── Przytoczony fragment
Odżywianie - Co piją i co mogą pić szczury?
Anonymous - Pon Paź 05, 2009 12:26
czarnaeve napisał/a: | takie robione samemu ze swierzych owocow czy tez warzyw | takie to co innego, pycha. Tylko kupki będą rzadsze.
czarnaeve - Pon Paź 05, 2009 13:50
A no, sama czasem lubie
Ps. dzieki za ostrzezenie
Kiki21 - Śro Paź 14, 2009 15:24
Ja moim dziewuchom daję wodę mineralną niegazowaną.
Na jesień i zimę dodaję im jeszcze do wody vibovit.
I czasami też mleko dla kociąt , z musli lub odrobiną miodu.
Corvus_Niger - Śro Lis 04, 2009 01:06
Moje szczurcie - Mysia i Chmurka - zawsze mają dostęp do świeżej wody. Niegdyś dawałam im wodę przegotowaną, ale od dłuższego czasu wlewam wodę niskozmineralizowaną. Bez względu na rodzaj wody, zawsze wrzucam do niej kawałki kryształu górskiego albo kwarc różowy. Woda jest wtedy silniej naenergetyzowana i uzyskuje lepsze walory smakowe.
Często daję im też ziółka - nie z torebki, tylko parzone tradycyjnie. Największym powodzeniem cieszy się melisa, pokrzywa i dziurawiec. Chociaż właściwie są w stanie skosztować każdego rodzaju ziół. Kiedyś pijały też szałwię... Ale od momentu, kiedy naparem z szałwii zaczęłam smarować im plecki (aby zmniejszyć łojotok), szałwia źle im się kojarzy. Zwłaszcza Chmurka kiedy poczuje jej zapach, natychmiast znika w najbardziej niedostępnych czeluściach pokoju.
Niekiedy chlipną też troszkę herbatki z dzikiej róży. Ale to raczej sporadycznie. Szczerze mówiąc wolą rozmoczone kwiaty dzikiej róży. Zresztą identycznie bywa w przypadku niektórych ziół - czasami od naparu wolą "fusy". Na przykład w wypadku naparu z nasion kopru.
Bardzo smakują im również domowo przyrządzane soki - marchwiowy, marchwiowo - buraczany, itp.
Popijają też zieloną herbatkę, chociaż nie jest to ich wielka miłość.
────
__Zadania do wykonania__
a. Odpowiedz krótko na poniższe pytania dotyczące tekstu o tym, co piją szczury.
(i) Co Kiki21 dodaje szczurom do wody jesienią i zimą?
(ii) Co Corvus_Niger wrzuca do wody, bez względu na jej rodzaj?
(iii) Jakie domowe soki wymienia Corvus_Niger z nazwy?
b. Podaj, w ilu wierszach wykazu występuje ciąg „reflection”, i napisz wyłącznie tę liczbę.
Tekst o tym, co piją szczury, i wykaz to dwa osobne, niezwiązane ze sobą materiały.
── Przekazany wykaz
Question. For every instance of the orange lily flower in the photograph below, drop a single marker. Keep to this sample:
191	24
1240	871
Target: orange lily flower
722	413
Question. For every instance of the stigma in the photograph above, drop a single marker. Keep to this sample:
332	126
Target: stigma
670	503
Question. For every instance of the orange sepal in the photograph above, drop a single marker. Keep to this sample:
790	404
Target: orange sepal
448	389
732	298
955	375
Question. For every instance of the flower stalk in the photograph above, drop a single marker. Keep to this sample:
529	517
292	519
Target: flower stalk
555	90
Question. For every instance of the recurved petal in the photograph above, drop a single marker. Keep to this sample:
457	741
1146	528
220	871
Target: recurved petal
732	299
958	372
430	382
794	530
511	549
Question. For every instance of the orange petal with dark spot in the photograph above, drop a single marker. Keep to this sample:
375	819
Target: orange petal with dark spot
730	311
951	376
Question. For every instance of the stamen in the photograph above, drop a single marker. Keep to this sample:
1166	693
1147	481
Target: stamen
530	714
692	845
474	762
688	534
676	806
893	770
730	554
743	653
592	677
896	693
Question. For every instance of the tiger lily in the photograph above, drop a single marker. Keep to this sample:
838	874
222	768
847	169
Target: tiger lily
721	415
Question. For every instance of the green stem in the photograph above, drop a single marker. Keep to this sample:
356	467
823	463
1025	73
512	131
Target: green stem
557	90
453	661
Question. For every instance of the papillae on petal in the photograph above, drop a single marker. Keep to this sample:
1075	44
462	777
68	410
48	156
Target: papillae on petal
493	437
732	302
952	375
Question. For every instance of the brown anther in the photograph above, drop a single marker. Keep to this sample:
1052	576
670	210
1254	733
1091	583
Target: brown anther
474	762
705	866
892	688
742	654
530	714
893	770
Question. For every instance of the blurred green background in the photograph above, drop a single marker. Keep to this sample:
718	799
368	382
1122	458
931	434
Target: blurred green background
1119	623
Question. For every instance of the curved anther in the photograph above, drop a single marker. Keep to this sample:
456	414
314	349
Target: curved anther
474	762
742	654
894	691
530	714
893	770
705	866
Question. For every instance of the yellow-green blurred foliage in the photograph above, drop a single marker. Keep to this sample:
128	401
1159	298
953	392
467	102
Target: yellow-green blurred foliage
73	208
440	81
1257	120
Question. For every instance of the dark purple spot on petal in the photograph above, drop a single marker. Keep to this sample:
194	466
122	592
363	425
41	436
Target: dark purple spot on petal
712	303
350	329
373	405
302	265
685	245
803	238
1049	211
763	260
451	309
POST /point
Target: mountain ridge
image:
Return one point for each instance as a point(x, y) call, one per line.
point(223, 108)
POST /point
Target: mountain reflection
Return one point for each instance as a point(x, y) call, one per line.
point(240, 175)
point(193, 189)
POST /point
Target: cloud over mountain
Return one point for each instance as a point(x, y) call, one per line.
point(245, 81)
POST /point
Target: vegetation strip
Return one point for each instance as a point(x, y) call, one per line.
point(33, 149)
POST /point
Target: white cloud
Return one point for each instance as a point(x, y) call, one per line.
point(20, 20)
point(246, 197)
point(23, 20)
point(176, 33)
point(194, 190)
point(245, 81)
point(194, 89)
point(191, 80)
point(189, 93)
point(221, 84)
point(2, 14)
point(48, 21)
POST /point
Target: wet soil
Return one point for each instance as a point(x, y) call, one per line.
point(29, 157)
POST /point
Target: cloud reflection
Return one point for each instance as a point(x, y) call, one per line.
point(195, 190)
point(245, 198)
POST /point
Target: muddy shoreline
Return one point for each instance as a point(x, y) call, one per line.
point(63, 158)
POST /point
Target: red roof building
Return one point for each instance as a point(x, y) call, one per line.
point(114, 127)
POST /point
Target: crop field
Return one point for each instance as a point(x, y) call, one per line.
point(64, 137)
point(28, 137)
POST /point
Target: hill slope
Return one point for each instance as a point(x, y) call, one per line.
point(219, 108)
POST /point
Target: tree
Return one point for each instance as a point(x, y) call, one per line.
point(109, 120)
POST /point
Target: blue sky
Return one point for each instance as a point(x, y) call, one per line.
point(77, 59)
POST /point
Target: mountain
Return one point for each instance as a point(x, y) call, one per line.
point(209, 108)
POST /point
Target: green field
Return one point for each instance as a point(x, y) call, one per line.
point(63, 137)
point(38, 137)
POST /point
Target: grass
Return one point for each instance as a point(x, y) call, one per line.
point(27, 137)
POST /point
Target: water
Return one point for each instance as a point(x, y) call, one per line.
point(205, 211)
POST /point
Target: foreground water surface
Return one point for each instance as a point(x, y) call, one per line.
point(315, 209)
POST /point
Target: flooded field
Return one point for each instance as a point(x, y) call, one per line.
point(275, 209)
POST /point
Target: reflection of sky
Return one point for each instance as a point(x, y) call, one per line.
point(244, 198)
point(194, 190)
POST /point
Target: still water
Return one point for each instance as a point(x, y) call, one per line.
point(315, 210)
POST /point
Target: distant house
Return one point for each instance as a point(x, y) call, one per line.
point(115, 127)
────
__Odpowiedzi do zadań__
a.
(i) Vibovit.
(ii) Kawałki kryształu górskiego albo kwarc różowy.
(iii) Marchwiowy i marchwiowo-buraczany.

b. 3